++++ Record extracts

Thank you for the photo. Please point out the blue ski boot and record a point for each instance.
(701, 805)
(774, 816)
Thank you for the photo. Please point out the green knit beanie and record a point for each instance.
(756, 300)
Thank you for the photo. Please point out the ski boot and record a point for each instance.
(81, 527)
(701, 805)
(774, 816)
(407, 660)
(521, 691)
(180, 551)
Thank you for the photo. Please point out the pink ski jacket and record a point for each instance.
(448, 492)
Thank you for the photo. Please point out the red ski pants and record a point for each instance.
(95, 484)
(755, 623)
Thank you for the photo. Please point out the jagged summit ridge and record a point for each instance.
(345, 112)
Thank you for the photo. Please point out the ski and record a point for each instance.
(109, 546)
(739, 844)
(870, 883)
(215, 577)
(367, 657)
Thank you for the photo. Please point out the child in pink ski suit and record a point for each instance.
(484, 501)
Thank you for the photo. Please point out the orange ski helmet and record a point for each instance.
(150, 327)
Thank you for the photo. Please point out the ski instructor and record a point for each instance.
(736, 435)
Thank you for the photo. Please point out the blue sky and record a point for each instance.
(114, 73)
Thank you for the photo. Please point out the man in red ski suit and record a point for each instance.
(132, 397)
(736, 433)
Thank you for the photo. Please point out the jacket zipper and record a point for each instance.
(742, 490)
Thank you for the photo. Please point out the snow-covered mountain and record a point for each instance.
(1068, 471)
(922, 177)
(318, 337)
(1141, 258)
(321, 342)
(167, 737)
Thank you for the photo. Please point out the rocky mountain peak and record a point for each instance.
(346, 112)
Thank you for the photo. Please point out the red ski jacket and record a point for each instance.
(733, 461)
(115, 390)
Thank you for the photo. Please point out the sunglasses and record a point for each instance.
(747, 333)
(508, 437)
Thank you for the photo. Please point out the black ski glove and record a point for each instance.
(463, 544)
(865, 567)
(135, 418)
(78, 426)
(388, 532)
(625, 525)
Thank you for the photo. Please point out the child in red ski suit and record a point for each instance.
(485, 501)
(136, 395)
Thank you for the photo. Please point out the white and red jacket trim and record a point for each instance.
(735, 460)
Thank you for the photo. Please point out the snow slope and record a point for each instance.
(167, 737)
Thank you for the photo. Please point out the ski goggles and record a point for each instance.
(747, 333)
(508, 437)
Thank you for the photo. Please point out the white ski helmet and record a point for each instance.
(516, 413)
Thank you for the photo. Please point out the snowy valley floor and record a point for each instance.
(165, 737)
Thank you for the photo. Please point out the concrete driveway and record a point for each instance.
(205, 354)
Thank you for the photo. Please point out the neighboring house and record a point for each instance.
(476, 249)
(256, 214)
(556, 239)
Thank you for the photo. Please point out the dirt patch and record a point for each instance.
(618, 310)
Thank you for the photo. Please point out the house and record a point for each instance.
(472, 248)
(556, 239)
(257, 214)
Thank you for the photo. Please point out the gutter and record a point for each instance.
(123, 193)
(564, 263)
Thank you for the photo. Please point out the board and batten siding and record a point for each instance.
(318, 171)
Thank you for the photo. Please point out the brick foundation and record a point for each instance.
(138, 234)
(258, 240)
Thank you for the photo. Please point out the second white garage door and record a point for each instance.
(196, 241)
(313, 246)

++++++++

Transcribe exactly, and only, the lines from the one bearing "Thank you for the photo. Please point out the brick" through the last line of the entries, counting both.

Thank you for the photo. Please point out the brick foundation and record a point for each instance.
(138, 234)
(258, 240)
Thank you for the photo. Please point out the second white garage door and record a point for each instance.
(196, 241)
(313, 246)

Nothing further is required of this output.